* **TRECHO DO TEXTO**
□ □ □ □ □
Em vez de recolher as bandeiras do associativismo e do cooperativismo desfraldadas pela direita, essas duas instituições tomam o único caminho que
sua história de lutas permitiria: o da
politização.
Ao "reformismo conservador" só interessam ONGs e cooperativas despolitizadas. Pois, tão logo se politize uma
ONG, ela passa de braço terceirizado
do poder estatal, disfarçado de poder
público, a importante mecanismo promotor da dimensão deliberativa da democracia, tendo como objetivo primordial a socialização do orçamento
público por meio da democratização
do sistema tributário. Da mesma forma, tão logo se politize uma cooperativa, ela passa de braço terceirizado do
poder do capital, disfarçado de poder
coletivo, a importante mecanismo
promotor da dimensão substantiva da
democracia, tendo como objetivo a socialização da propriedade por meio da
democratização do sistema de crédito.
É dessa forma que a correta ação política da Abong e da CUT (e também
do MST, da Anteag -Associação Nacional dos Trabalhadores em Empresas de Autogestão-, das incubadoras
de cooperativas e bancos populares,
dos conselhos de orçamento participativo etc.) deve ensejar a reapropriação
pela esquerda das históricas bandeiras.
□ □ □ □ □
* **TRECHO DA LISTAGEM**
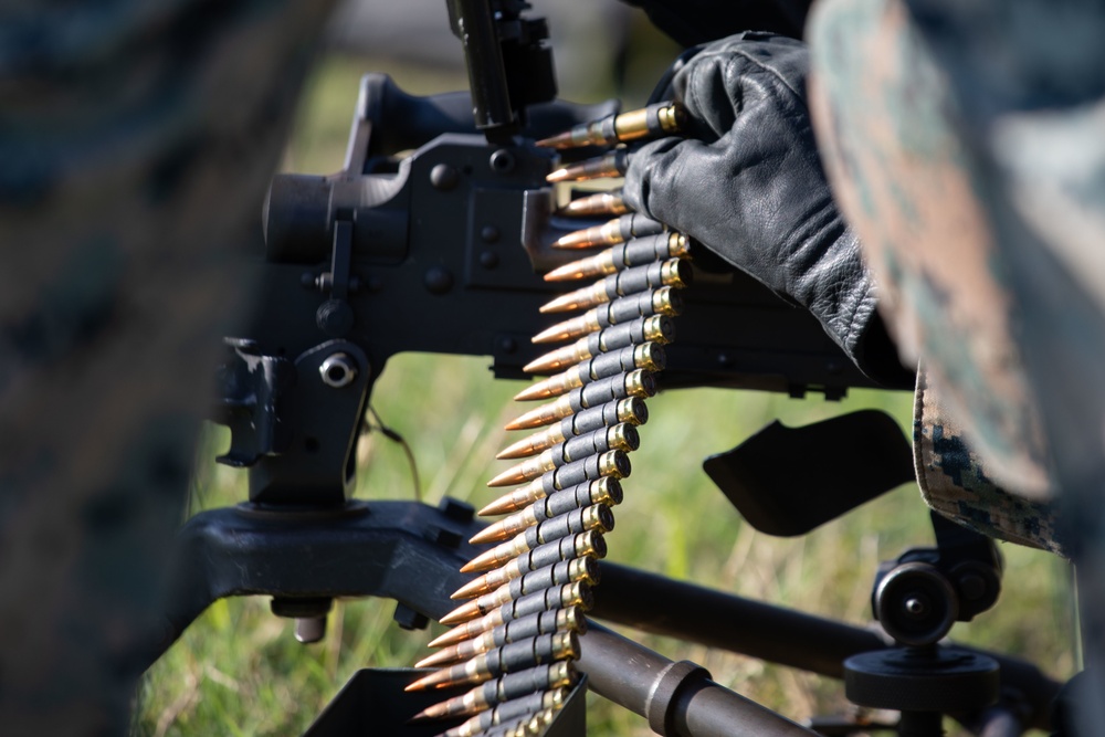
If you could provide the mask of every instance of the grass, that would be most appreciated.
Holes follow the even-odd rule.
□ □ □ □ □
* **OBJETIVO DO EXERCÍCIO**
Escreva a continuação do texto sobre a politização de ONGs e cooperativas, começando logo após a última frase. A listagem não é necessária aqui.

* **RESPOSTA À TAREFA**
É claro que tudo isso seria enormemente facilitado por um governo de
esquerda. Nessa eventualidade, poderíamos imaginar um projeto de sociedade que, implementado numa escala
à altura dos desafios presentes, John
Stuart Mill não hesitaria em chamar de
socialismo republicano: socialismo
porque recupera a discussão sobre formas alternativas de propriedade, tema
que o neoliberalismo quer sepultar,
impondo-nos a falsa escolha entre a
propriedade estatal e a privada, que,
historicamente, só têm se distinguido
pela forma e não pelo conteúdo; republicano porque revaloriza o viver cívico ("vivere civile"), ou seja, a virtude e
a participação políticas, assunto enaltecido pelos que desejam ir além da
tradição liberal-democrática.
PS - Nesse particular, é elucidativa a
composição interna do maior partido
de oposição, o PT: uma "esquerda" socialista, uma "direita" republicana e
um "centro" hegemônico social-desenvolvimentista. Ou seja, três ingredientes essenciais do socialismo republicano num país economicamente semiperiférico. No seu congresso, o PT
perdeu uma oportunidade de dar o
salto qualitativo que a sociedade anseia
e para o qual, diga-se a seu favor, só ele
está preparado. Mas haverá outras.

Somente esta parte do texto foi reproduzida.